* **Exercise task**: Please summarize the forum thread below in exactly two sentences.

* **Document segment**:
# Seats on the City of New Orleans



## Peter N (Aug 10, 2015)

Hi Amtrak experts

My partner and I are fairly experienced European train travellers but are making our Amtrak debut next Easter Monday with a one way New Orleans to Memphis ride on the CoNO.

We're thinking of booking the upper level coach, based on the discussions we've read elsewhere on the forum. From a look at the Amtrak ticketing website there doesn't appear to be an option to select particular seats. Is it just first come first served? What would you guys regard as good seats for this trip?

I see that New Orleans has a Baggage Checking service. How does this work, and are you expected to tip the guy who takes your bags?

Feel free to point me to other posts if this has been covered in detail elsewhere.

Many thanks

Peter


----------



## Ryan (Aug 10, 2015)

Hi Peter, welcome!

Seat are not assigned at the time of booking, the most likely course of action is that you will be directed to a particular car based on destination (Amtrak tries to group people by destination so people don't miss their stops and to prevent noise from boarding/alighting from disturbing through passengers), and then possibly assigned seats by the coach attendant in that car.

Other than window/aisle, there isn't a whole lot of difference in seats. At the ends of the cars can be noisy from the end doors, but on the bilevel trains like the CoNO, you also get noise from the stairwell in the center of the car.


----------



## Ryan (Aug 10, 2015)

For baggage, checking is airport-like. Drop your bags at the counter (someone who has been to New Orleans) can give you more detail, and pick them up at the end. No tips, unless you enlist the services of a Red a Cap to get your bags from the street into the station.


----------



## Peter N (Aug 10, 2015)

Thanks Ryan, looks like we can go ahead and book. We'll probably go the upper level.

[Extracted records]
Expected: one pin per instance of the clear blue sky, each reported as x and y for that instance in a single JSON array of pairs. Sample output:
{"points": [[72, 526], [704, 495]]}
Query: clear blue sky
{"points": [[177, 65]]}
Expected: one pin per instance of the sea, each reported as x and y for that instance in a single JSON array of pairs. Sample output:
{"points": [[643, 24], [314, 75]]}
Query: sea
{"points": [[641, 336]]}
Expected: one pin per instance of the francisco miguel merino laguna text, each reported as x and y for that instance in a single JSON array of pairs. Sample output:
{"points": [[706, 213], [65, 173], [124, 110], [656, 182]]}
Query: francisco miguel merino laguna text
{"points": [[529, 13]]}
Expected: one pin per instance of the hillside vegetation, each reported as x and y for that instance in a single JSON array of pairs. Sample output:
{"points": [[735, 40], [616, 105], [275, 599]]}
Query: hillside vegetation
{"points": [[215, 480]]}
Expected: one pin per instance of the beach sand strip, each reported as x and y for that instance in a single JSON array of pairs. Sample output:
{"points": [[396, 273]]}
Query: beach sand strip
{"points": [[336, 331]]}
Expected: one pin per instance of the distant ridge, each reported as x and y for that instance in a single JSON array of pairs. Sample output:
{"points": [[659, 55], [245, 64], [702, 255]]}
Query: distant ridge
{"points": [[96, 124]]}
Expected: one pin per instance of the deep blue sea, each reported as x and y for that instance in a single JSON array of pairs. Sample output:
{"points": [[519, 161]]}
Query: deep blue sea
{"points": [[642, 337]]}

* **Exercise answer**: A first-time Amtrak rider planning a one-way trip from New Orleans to Memphis on the City of New Orleans asks how seats are chosen, which seats are good, and how baggage checking and tipping work. The reply explains that seats are not assigned at booking, that passengers are likely directed to a car by destination and possibly seated by the coach attendant, that seats differ little apart from window or aisle, that checking bags is airport-like, and that no tip is expected unless a Red Cap is used.